Work instruction:
The lines below starting at the line containing "In this picture, where can the palm" and ending at the line containing "In this picture, where can the green" are to be repeated exactly, with both ends kept and nothing else added.
====== Entries provided
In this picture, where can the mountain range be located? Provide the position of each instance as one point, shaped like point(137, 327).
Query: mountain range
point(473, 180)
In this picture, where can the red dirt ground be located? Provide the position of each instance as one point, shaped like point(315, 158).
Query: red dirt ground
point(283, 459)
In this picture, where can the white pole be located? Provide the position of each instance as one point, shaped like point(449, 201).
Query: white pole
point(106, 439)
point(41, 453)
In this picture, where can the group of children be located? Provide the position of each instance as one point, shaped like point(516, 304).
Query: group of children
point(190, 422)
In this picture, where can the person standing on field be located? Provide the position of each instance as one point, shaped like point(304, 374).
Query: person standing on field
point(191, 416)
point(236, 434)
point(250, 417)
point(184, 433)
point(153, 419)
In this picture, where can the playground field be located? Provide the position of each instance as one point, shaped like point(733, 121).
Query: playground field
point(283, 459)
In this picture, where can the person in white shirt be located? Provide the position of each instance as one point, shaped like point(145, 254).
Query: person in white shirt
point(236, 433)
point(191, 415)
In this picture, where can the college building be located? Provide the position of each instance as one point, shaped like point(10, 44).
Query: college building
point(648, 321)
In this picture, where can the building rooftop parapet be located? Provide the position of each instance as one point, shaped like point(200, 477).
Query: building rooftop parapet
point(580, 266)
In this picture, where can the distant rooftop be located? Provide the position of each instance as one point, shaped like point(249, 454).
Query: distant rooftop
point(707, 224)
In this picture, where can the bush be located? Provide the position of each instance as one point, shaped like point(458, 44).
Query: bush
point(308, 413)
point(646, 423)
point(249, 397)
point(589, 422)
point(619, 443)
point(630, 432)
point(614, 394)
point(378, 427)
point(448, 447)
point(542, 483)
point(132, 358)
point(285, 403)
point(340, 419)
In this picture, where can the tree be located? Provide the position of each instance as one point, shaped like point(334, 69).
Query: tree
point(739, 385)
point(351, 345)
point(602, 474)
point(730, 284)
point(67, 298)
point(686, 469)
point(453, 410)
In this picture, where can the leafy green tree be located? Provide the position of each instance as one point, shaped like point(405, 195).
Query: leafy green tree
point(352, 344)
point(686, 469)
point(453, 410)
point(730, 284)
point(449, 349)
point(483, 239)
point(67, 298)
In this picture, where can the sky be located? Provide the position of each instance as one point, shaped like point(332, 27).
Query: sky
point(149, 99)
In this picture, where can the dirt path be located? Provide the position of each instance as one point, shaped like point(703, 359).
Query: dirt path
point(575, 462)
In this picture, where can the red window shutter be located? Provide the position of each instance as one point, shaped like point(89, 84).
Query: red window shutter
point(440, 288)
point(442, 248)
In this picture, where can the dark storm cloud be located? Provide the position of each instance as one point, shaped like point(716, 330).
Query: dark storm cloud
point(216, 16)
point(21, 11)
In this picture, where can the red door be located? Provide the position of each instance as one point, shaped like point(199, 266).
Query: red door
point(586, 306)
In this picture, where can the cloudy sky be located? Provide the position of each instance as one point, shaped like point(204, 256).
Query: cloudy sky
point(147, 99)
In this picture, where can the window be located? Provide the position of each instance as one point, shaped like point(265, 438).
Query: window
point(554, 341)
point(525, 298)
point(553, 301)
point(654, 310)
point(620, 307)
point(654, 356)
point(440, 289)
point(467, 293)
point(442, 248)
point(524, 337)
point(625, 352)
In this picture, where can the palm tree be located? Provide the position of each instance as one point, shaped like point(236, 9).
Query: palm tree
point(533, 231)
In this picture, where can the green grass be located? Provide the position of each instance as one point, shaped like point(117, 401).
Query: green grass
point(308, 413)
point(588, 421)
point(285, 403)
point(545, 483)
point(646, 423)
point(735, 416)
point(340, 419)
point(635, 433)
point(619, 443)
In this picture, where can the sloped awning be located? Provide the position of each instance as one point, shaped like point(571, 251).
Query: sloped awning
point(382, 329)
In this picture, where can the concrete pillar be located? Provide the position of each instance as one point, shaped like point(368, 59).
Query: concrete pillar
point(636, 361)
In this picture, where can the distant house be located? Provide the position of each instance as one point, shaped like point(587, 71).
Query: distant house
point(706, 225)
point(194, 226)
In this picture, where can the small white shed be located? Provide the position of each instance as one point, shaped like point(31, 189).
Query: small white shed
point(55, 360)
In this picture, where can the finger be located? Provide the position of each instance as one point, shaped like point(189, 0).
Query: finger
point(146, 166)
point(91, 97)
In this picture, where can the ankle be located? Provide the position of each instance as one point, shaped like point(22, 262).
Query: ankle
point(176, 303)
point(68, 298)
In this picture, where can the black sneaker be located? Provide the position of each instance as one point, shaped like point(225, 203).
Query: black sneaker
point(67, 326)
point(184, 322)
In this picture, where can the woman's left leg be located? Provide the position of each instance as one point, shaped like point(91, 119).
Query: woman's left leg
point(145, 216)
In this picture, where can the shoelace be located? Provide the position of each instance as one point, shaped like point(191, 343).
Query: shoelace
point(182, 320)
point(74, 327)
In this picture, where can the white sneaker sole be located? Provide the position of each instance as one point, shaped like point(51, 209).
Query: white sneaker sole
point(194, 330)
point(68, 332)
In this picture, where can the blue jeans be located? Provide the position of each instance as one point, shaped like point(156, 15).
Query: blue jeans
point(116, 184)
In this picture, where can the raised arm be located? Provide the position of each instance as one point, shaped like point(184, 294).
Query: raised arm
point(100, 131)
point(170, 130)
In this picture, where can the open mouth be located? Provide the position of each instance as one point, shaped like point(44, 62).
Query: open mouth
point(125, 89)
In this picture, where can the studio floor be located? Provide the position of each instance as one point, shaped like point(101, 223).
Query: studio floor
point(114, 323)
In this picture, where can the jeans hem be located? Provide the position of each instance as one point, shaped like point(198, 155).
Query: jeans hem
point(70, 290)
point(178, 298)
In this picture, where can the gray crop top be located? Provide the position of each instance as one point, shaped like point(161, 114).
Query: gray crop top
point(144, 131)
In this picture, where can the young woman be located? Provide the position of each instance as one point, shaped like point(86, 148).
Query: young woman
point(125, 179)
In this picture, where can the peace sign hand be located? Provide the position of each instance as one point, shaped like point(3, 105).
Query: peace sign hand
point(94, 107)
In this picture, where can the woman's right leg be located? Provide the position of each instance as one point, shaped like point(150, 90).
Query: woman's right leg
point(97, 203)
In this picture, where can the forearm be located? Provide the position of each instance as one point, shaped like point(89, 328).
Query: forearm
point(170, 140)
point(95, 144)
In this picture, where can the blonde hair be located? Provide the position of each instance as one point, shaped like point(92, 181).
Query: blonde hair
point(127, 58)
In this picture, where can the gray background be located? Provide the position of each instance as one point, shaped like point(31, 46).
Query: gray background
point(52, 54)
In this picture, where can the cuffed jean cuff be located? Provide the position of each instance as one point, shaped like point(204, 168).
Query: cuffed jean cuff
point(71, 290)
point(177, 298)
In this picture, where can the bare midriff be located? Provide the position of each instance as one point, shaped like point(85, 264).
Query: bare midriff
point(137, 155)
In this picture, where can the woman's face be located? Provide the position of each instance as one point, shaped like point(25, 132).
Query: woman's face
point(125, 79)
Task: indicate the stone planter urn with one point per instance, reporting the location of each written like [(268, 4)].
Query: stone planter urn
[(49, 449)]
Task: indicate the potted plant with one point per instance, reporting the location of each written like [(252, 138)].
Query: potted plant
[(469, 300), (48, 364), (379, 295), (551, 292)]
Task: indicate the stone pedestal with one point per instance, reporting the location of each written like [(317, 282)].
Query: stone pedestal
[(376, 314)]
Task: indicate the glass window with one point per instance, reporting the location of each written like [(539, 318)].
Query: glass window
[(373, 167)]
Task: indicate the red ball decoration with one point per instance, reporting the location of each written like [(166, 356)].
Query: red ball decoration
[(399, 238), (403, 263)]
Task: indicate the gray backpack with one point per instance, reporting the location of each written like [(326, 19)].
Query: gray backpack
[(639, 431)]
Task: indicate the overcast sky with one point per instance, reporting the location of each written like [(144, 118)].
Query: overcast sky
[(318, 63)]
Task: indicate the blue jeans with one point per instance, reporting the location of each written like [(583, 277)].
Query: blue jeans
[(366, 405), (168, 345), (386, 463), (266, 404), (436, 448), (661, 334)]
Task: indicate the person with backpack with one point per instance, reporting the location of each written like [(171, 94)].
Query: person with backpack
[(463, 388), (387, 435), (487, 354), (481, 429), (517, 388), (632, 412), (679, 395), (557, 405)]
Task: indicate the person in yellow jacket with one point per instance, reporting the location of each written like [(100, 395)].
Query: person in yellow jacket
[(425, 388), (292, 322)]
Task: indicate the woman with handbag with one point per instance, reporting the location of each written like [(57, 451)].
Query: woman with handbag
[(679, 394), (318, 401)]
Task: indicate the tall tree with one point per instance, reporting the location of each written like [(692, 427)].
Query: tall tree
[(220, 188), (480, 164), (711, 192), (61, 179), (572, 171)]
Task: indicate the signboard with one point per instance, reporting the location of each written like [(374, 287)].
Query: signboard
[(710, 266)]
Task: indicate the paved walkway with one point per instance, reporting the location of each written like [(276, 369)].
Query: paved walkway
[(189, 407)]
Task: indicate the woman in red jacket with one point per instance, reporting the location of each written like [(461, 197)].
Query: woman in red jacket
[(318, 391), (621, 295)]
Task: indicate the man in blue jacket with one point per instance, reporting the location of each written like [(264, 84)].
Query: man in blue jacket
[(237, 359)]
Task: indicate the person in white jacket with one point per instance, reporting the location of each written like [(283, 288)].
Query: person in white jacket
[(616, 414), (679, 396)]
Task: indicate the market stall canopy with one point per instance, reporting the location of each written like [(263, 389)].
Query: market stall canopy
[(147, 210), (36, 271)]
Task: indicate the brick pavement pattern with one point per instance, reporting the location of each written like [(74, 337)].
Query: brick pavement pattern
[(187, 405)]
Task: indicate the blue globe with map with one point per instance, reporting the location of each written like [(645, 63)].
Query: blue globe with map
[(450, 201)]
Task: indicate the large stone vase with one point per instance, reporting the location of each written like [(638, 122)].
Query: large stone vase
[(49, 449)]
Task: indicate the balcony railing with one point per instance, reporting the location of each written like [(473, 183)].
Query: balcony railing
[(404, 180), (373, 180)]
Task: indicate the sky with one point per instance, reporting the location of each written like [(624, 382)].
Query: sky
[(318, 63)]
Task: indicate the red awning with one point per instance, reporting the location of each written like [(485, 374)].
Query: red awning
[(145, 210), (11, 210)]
============
Finished exercise:
In this picture, where can the palm tree be located? Provide the position of each instance as one point, shaped like point(236, 9).
Query: palm tree
point(533, 231)
In this picture, where can the green grass be located? Provide the position of each instance as one point, shaped like point(117, 401).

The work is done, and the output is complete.